- TASKS TO CARRY OUT -
(a) According to the wartime memoir, how far from the family's home did the one that destroyed the shop land?
(b) Copy word for word everything in the wartime memoir from "In 1944 we were" down to "scarce and rationed.".
(c) Continue the wartime memoir from where it stops.

When my father was in Roehampton Hospital, a lot of the Dunkirk wounded were brought in, all very young boys, some of them only 17 or 18, and some with the most horrendous injuries.  I used to write their letters home for them because they couldn’t, in lots of cases, write to their parents.  That was so sad because most of them didn’t want their parents to know how badly injured they were.  They would want me to make light of it.  Travelling was very difficult in those days, so a lot of the parents, if they lived in Scotland or the North, couldn’t get down to see their sons, so they would have had to rely on letters.  I think that really brought it home to me how awful war was, when you’ve seen hundreds of young people like that, all maimed, with legs and arms off, or blind.  In some cases one or two of them had said that they wished they had been killed outright, because what was their life going to be, no legs, not being able to see, things like that.  That really was very sad.

In 1944 we were living in Chapel Road; my mother was in the garden, holding a two week old baby from the house next door, and saw this thing coming over.  If you could hear the engine, you knew that you were safe, it was when they switched out that you knew they were going to come down and you just didn’t know where they were going to land.  This one landed about 200 yards across the road from us and the whole shop was devastated, a lot of people in the shop were killed and we, once more, had all the windows blown out and all the crockery was broken.  We lost so much furniture throughout the years; you couldn’t just go out and buy bits of furniture, you just had to depend on somebody to give you something or go to a second-hand shop for crockery.  I don’t think anybody had a complete set of crockery in those days because it was all very scarce and rationed.

- Region pointing data -
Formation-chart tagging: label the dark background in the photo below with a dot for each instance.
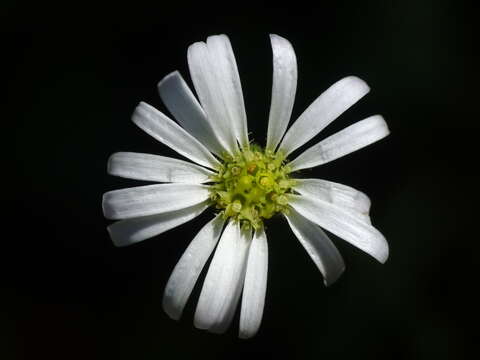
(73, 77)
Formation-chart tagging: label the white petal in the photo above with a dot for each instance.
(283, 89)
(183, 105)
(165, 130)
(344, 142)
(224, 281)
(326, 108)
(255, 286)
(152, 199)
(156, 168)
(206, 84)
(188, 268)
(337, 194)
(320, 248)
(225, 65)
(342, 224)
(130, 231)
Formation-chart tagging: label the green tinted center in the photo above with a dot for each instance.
* * *
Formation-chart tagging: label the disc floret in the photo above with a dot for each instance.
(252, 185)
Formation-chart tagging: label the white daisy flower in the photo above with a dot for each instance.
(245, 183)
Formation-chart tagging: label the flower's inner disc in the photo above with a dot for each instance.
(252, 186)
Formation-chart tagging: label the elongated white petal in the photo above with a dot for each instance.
...
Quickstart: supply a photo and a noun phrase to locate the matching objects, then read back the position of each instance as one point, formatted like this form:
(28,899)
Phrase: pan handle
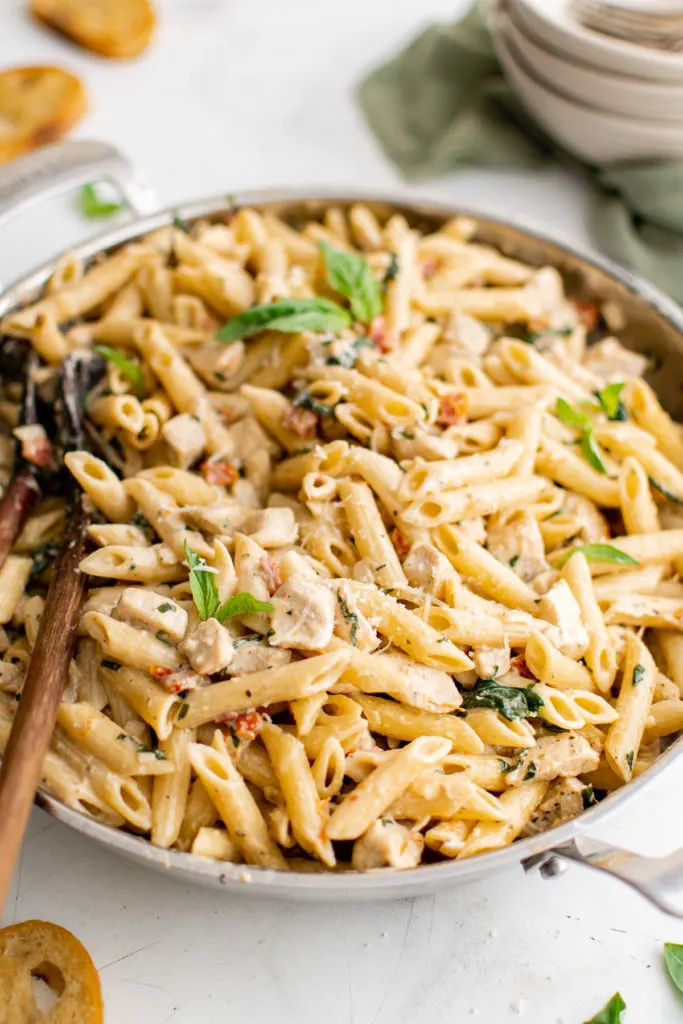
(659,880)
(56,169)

- SOLVED TASKS -
(a) About 200 yards across the road.

(b)
In 1944 we were living in Chapel Road; my mother was in the garden, holding a two week old baby from the house next door, and saw this thing coming over.  If you could hear the engine, you knew that you were safe, it was when they switched out that you knew they were going to come down and you just didn’t know where they were going to land.  This one landed about 200 yards across the road from us and the whole shop was devastated, a lot of people in the shop were killed and we, once more, had all the windows blown out and all the crockery was broken.  We lost so much furniture throughout the years; you couldn’t just go out and buy bits of furniture, you just had to depend on somebody to give you something or go to a second-hand shop for crockery.  I don’t think anybody had a complete set of crockery in those days because it was all very scarce and rationed.

(c)
In 1945, just before my father died, he was in hospital; we used to have to go to Westminster Hospital every night to see him.  I worked in Uxbridge and used to meet my mother in Ealing and we would go together.  It was so cold, absolutely bitterly cold; we had terrible cold weather from the November onwards and we didn’t have any coal, we couldn’t get it delivered as it was on rationing anyway.  My mother and I used to come home and put our legs in the gas oven and consequently we had the most horrendous chilblains; we used to go to bed with so many clothes on.  I think one of the things that I appreciate most now is having a warm bathroom; because we’d go to the bathroom and there’d be icicles on the inside of the bathroom and no hot water - we washed in cold water because there was no heat.   We used to borrow a pram from a neighbour and walk from Ealing down to Brentford to the gasworks to get a bag of coal to bring back.  It was horrendous and that went on for months and months.  That was just about the worst winter I can ever remember.

One of the highlights of my war years was the fact that we used to go dancing every week, Saturday evenings always and often Sunday evenings.   I had a friend who lived in High Wycombe, where the American Air Force base was, and we used to go to the dances that they organised.  We were very fortunate because Glenn Miller came to play for them and Enid and I were invited to the dance.  So I have actually danced to Glenn Miller’s orchestra.  It was wonderful, absolutely marvellous.   I shall never ever forget it and I can’t ever hear a Glenn Miller record now without I don’t remember what a lovely time that was.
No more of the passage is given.